[Opening Records for this task section]

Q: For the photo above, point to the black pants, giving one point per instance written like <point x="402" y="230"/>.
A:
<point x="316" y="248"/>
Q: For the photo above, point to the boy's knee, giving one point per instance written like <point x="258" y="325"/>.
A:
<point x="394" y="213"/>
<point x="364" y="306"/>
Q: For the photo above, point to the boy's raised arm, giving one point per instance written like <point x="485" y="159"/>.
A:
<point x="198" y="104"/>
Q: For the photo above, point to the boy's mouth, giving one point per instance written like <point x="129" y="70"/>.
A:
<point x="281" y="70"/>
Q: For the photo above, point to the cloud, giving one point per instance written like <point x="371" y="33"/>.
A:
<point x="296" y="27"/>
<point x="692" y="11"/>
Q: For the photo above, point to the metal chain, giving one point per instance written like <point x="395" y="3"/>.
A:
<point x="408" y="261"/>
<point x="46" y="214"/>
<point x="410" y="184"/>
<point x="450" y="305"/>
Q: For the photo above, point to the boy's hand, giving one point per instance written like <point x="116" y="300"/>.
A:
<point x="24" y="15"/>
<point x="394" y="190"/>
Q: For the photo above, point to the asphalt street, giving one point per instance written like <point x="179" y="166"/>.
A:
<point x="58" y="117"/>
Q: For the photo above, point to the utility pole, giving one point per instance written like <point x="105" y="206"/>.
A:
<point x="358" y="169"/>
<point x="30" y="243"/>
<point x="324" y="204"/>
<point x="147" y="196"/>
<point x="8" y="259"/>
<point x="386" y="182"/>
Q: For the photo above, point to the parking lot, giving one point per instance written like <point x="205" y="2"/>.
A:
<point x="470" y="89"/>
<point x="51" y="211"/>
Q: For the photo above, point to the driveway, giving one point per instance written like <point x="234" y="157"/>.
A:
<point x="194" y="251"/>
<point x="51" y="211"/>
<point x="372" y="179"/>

[Closing Records for this task section]

> [What is needed]
Using the material above, return each line in which the word "written" occurs.

> [Answer section]
Q: For the photo above, point to the black pants, giving one point per instance written like <point x="402" y="230"/>.
Q: For the photo above, point to the boy's knee, giving one point per instance written like <point x="258" y="325"/>.
Q: For the photo above, point to the boy's raised arm, giving one point per instance written like <point x="485" y="159"/>.
Q: For the photo above, point to the boy's mouth, giving one point per instance written like <point x="129" y="70"/>.
Q: For the photo above, point to the cloud, giving one point per instance written like <point x="371" y="33"/>.
Q: For the photo above, point to the metal chain, giving one point per instance written like <point x="395" y="3"/>.
Q: For the photo above, point to the boy's hand, giving one point per instance written like <point x="116" y="300"/>.
Q: For the photo above, point to the asphalt street, giving one point per instance written like <point x="179" y="166"/>.
Q: For the photo above, point to the utility pole, giving one point per instance written like <point x="105" y="206"/>.
Q: For the photo above, point to the parking lot, giving one point per instance written like <point x="205" y="2"/>.
Q: For the photo above, point to the driveway, giving one point per instance written like <point x="234" y="157"/>.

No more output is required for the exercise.